→ **Provided text**

Since $A$ acts linearly and $B$ acts linearly, the above definition implies that $AB$ acts linearly:

$$\begin{array}{cc}(AB)({\lambda }_1𝐮+{\lambda }_2𝐯)& =A(B({\lambda }_1𝐮+{\lambda }_2𝐯))\\ & =A({\lambda }_1(B𝐮)+{\lambda }_2(B𝐯))\\ & ={\lambda }_1(A(B𝐮))+{\lambda }_2(A(B𝐯))\\ & ={\lambda }_1((AB)𝐮)+{\lambda }_2((AB)𝐯).\end{array}$$

Therefore, by our previous reasoning, we can represent the action of $AB$ using a matrix where the $i^{\text{th}}$ column of the matrix of $AB$ is the image of ${𝐞}_i$ under this composition action:

$${(AB)}_i=(AB){𝐞}_i=A(B{𝐞}_i)=A{𝐛}_i.$$

In other words, the columns of $AB$ must be the images of the columns of $B$ under the action of $A$.

→ **Dataset rows**
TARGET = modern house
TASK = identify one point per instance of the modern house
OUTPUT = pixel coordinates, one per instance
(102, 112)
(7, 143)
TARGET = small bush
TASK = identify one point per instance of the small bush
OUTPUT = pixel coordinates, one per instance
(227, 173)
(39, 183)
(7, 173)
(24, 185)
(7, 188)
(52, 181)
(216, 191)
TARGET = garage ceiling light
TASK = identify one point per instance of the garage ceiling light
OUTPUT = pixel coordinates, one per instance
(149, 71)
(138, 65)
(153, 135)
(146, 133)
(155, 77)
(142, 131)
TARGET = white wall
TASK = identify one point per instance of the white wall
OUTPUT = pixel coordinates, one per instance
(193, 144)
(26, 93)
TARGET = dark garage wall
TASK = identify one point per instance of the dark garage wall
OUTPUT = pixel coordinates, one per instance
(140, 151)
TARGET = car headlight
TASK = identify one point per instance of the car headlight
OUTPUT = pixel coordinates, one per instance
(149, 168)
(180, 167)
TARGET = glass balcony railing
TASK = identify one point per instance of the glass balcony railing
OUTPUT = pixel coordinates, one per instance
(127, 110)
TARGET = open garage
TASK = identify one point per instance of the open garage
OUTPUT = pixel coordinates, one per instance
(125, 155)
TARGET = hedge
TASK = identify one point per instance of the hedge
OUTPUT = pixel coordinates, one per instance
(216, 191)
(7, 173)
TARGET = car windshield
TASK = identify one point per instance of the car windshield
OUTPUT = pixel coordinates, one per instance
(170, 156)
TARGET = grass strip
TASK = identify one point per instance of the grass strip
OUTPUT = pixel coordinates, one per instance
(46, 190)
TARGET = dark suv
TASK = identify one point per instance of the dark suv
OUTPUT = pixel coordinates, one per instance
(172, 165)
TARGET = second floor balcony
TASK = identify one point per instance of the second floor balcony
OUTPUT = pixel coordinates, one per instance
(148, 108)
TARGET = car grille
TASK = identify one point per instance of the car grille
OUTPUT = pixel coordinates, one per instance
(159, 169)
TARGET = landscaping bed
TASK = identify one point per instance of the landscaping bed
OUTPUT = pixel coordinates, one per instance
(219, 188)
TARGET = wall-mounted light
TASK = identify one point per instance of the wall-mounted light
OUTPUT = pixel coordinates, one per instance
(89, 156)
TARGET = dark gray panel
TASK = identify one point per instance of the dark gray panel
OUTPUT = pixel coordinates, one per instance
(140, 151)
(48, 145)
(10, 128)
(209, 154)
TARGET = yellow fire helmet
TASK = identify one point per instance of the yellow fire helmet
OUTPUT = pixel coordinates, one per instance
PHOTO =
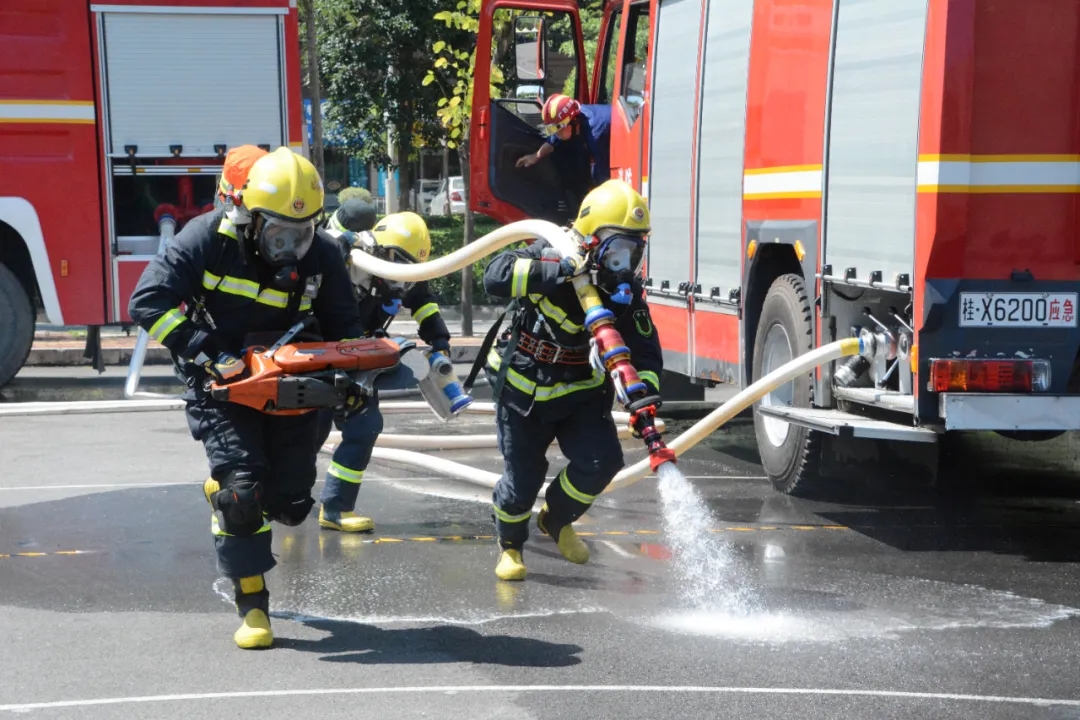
(284, 185)
(612, 206)
(404, 236)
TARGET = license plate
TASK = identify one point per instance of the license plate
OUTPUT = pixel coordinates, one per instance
(1017, 310)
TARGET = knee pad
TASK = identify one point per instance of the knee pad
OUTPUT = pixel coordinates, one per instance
(292, 511)
(239, 503)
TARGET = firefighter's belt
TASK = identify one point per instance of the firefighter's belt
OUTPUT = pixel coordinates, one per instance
(545, 351)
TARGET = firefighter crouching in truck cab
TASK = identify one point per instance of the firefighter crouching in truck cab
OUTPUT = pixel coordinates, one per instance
(544, 385)
(245, 285)
(397, 238)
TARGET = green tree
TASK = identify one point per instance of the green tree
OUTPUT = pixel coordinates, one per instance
(372, 64)
(453, 76)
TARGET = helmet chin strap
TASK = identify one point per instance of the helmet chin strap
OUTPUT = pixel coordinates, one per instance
(622, 295)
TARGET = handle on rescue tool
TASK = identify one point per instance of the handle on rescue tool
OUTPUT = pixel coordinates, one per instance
(289, 334)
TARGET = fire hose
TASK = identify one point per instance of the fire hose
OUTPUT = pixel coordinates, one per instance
(608, 349)
(609, 354)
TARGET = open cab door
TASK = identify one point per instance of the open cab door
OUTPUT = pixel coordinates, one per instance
(526, 52)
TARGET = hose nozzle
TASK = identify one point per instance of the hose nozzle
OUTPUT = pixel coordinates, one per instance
(644, 421)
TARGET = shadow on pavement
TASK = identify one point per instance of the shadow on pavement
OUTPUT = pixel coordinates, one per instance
(366, 644)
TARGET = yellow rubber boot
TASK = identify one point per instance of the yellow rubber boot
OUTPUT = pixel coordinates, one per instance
(253, 605)
(345, 521)
(211, 487)
(511, 566)
(569, 544)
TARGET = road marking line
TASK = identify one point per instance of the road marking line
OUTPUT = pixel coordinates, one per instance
(14, 555)
(704, 690)
(618, 551)
(466, 538)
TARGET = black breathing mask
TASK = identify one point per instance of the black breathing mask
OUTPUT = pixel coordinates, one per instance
(619, 260)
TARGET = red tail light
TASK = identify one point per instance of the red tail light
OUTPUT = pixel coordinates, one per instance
(988, 376)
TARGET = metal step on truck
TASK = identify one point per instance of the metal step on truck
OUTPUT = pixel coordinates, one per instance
(905, 171)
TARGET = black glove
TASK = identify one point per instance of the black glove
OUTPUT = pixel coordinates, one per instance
(225, 368)
(570, 266)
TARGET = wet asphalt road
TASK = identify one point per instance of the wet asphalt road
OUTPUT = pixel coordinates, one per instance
(878, 605)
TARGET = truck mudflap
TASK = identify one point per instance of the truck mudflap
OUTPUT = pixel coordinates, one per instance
(1009, 412)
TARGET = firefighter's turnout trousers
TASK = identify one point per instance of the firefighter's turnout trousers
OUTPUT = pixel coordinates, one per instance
(359, 432)
(246, 447)
(588, 437)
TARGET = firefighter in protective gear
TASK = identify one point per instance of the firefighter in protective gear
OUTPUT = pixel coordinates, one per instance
(397, 238)
(238, 165)
(585, 131)
(544, 385)
(221, 287)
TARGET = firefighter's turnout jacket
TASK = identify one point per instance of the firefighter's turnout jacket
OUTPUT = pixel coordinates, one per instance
(550, 364)
(419, 301)
(207, 293)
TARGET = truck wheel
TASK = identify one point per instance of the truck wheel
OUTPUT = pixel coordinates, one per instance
(790, 453)
(16, 325)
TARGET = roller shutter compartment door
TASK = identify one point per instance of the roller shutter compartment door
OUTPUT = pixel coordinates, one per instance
(192, 80)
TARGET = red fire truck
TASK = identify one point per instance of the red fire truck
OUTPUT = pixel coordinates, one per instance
(906, 171)
(108, 112)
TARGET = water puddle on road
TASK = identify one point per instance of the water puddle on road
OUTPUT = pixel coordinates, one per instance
(927, 606)
(714, 595)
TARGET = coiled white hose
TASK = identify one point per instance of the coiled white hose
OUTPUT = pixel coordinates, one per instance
(696, 434)
(494, 241)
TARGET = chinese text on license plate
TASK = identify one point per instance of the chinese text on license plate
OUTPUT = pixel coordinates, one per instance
(1017, 310)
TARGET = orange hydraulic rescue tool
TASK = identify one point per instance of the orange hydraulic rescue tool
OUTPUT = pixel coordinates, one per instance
(301, 377)
(611, 354)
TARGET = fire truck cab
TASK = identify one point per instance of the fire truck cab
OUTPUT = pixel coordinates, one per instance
(902, 171)
(113, 118)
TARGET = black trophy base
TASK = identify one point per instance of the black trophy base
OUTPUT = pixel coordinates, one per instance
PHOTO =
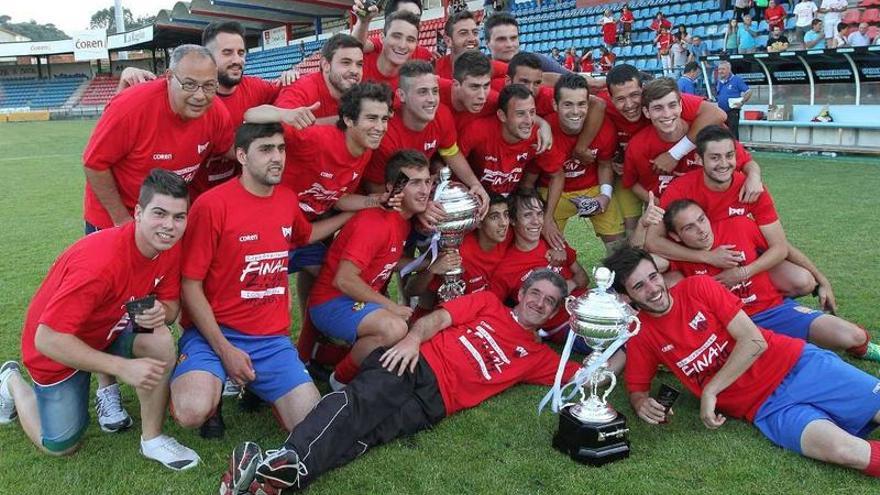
(592, 443)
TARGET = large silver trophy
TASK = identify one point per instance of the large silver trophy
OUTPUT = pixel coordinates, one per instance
(590, 430)
(461, 217)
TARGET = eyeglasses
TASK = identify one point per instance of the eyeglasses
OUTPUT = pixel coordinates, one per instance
(208, 88)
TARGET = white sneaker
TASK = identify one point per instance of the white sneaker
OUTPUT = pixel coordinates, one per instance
(112, 417)
(170, 453)
(7, 404)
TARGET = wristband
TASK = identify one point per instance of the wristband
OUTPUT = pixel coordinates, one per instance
(681, 148)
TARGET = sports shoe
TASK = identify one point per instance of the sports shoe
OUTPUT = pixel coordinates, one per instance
(112, 417)
(242, 467)
(168, 452)
(7, 404)
(231, 389)
(279, 470)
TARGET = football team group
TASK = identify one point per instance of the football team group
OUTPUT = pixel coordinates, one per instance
(207, 189)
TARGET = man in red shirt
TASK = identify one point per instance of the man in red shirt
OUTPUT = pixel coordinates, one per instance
(715, 190)
(234, 288)
(462, 34)
(383, 59)
(346, 302)
(171, 123)
(422, 123)
(581, 183)
(687, 224)
(661, 103)
(342, 66)
(800, 397)
(77, 324)
(455, 358)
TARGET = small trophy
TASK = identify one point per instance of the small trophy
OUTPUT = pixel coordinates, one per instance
(461, 217)
(590, 430)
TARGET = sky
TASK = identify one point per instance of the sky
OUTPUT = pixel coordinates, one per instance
(70, 15)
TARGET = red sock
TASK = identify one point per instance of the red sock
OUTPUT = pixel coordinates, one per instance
(873, 468)
(860, 350)
(346, 369)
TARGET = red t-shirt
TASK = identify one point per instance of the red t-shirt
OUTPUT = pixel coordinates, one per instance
(577, 175)
(486, 351)
(372, 240)
(498, 164)
(464, 118)
(443, 68)
(693, 342)
(85, 292)
(306, 91)
(647, 145)
(241, 257)
(319, 168)
(719, 205)
(139, 132)
(250, 92)
(438, 134)
(757, 293)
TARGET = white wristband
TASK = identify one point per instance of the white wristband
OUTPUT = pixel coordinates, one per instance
(681, 148)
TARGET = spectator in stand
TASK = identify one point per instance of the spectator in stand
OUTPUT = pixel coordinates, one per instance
(860, 37)
(679, 53)
(775, 16)
(760, 6)
(747, 34)
(777, 41)
(663, 41)
(804, 13)
(697, 49)
(687, 83)
(731, 37)
(587, 61)
(626, 21)
(660, 21)
(741, 8)
(609, 28)
(606, 59)
(832, 11)
(815, 38)
(839, 40)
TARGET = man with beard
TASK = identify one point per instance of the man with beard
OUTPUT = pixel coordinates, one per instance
(800, 397)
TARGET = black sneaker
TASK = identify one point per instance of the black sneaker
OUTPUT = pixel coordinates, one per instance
(214, 427)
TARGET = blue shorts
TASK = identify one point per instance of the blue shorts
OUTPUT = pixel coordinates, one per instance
(308, 255)
(819, 386)
(64, 406)
(789, 318)
(276, 362)
(339, 317)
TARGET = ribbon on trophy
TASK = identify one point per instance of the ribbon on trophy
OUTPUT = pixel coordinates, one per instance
(556, 396)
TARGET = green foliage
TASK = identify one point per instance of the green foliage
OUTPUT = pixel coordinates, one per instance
(829, 211)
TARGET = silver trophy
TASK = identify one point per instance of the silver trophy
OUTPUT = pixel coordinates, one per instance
(461, 217)
(590, 430)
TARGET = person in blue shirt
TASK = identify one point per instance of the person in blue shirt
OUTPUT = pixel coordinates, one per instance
(814, 39)
(731, 93)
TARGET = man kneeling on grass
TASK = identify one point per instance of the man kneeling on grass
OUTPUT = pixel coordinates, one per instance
(802, 398)
(77, 324)
(454, 358)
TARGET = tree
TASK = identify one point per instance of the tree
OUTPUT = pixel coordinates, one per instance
(106, 19)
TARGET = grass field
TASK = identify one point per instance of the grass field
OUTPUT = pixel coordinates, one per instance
(829, 208)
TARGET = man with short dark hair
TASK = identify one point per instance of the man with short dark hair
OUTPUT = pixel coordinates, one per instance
(469, 350)
(800, 397)
(78, 324)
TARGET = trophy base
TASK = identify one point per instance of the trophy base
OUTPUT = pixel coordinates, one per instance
(592, 443)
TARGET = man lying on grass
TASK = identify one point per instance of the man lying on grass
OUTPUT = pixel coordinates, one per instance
(456, 357)
(802, 398)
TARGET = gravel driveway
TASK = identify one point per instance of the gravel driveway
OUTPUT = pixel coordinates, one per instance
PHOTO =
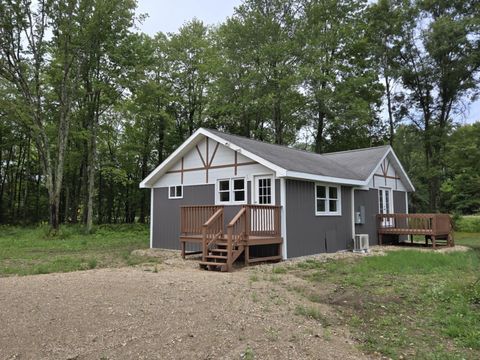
(179, 312)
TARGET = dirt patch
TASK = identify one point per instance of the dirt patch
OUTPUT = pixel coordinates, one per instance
(170, 310)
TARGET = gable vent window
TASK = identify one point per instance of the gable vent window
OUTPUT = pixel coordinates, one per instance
(175, 192)
(327, 200)
(231, 191)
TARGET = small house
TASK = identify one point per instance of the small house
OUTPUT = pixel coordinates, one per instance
(229, 197)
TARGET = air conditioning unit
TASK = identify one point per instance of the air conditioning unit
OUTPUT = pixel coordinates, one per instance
(360, 243)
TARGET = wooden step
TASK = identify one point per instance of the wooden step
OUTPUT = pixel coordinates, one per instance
(216, 257)
(210, 265)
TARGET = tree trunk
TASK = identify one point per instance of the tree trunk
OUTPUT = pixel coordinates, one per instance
(388, 93)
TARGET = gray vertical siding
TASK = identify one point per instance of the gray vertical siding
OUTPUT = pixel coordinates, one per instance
(166, 212)
(311, 234)
(399, 205)
(368, 199)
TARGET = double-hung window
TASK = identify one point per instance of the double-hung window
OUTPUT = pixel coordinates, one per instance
(175, 192)
(231, 191)
(327, 200)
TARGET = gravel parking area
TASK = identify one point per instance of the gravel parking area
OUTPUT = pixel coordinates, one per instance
(173, 311)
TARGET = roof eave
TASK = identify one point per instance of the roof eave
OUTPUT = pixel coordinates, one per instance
(322, 178)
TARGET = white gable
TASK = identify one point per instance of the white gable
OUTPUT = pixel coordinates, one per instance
(222, 162)
(387, 175)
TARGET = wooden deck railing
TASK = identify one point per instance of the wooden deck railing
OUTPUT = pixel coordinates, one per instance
(212, 230)
(264, 220)
(431, 225)
(194, 217)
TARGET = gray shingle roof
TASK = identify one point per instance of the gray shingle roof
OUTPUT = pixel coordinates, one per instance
(353, 164)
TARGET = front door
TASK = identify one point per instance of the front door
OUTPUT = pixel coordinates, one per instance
(385, 205)
(263, 191)
(262, 218)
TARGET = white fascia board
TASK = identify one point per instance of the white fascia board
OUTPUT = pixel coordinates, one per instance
(325, 179)
(171, 159)
(398, 163)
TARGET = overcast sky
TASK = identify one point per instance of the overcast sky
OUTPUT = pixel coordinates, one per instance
(169, 15)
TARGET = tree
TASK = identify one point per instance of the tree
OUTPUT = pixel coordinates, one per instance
(188, 54)
(439, 61)
(259, 45)
(338, 74)
(460, 192)
(44, 71)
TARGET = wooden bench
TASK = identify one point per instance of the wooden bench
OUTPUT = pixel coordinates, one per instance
(433, 226)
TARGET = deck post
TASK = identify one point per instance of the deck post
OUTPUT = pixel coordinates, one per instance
(182, 249)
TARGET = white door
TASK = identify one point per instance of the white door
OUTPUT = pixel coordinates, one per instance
(385, 204)
(262, 218)
(263, 190)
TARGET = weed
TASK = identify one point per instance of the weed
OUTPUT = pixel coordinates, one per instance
(279, 270)
(92, 263)
(311, 312)
(272, 333)
(248, 353)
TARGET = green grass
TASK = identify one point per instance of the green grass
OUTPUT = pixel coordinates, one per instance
(406, 304)
(27, 251)
(469, 223)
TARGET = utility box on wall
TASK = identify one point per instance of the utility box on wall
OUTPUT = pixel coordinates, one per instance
(360, 215)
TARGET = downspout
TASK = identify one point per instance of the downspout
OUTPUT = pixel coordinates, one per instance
(151, 217)
(353, 213)
(283, 216)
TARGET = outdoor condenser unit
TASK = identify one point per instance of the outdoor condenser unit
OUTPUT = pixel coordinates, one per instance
(360, 243)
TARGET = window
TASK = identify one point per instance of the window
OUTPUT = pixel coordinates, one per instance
(264, 190)
(175, 192)
(224, 190)
(231, 191)
(327, 200)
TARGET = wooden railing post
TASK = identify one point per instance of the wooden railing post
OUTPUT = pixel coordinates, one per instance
(229, 247)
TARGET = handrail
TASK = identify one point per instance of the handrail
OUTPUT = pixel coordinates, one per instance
(193, 217)
(236, 217)
(236, 230)
(430, 224)
(212, 229)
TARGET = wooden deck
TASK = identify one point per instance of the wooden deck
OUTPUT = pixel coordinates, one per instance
(433, 226)
(253, 225)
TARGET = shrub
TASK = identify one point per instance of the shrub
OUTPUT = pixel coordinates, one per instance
(469, 223)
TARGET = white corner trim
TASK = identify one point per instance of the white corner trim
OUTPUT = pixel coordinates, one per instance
(353, 213)
(152, 190)
(406, 202)
(283, 216)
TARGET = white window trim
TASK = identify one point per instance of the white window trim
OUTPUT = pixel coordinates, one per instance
(231, 191)
(175, 197)
(390, 199)
(327, 199)
(255, 188)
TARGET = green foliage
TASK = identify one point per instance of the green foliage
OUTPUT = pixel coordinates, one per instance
(469, 224)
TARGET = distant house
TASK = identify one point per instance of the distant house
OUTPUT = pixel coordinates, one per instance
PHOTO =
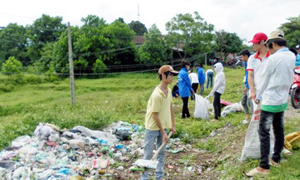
(138, 40)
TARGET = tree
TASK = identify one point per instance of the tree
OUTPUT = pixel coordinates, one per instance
(44, 30)
(13, 42)
(154, 49)
(192, 31)
(120, 19)
(138, 27)
(111, 43)
(228, 42)
(99, 66)
(292, 31)
(12, 66)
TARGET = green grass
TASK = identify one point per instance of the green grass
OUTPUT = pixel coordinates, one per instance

→ **Given exercise**
Please write out the passage on the matrix product again in full, with no changes. The lines aren't needed for anything here.

→ **Finished exercise**
Since $A$ acts linearly and $B$ acts linearly, the above definition implies that $AB$ acts linearly:

$$\begin{array}{cc}(AB)({\lambda }_1𝐮+{\lambda }_2𝐯)& =A(B({\lambda }_1𝐮+{\lambda }_2𝐯))\\ & =A({\lambda }_1(B𝐮)+{\lambda }_2(B𝐯))\\ & ={\lambda }_1(A(B𝐮))+{\lambda }_2(A(B𝐯))\\ & ={\lambda }_1((AB)𝐮)+{\lambda }_2((AB)𝐯).\end{array}$$

Therefore, by our previous reasoning, we can represent the action of $AB$ using a matrix where the $i^{\text{th}}$ column of the matrix of $AB$ is the image of ${𝐞}_i$ under this composition action:

$${(AB)}_i=(AB){𝐞}_i=A(B{𝐞}_i)=A{𝐛}_i.$$

In other words, the columns of $AB$ must be the images of the columns of $B$ under the action of $A$.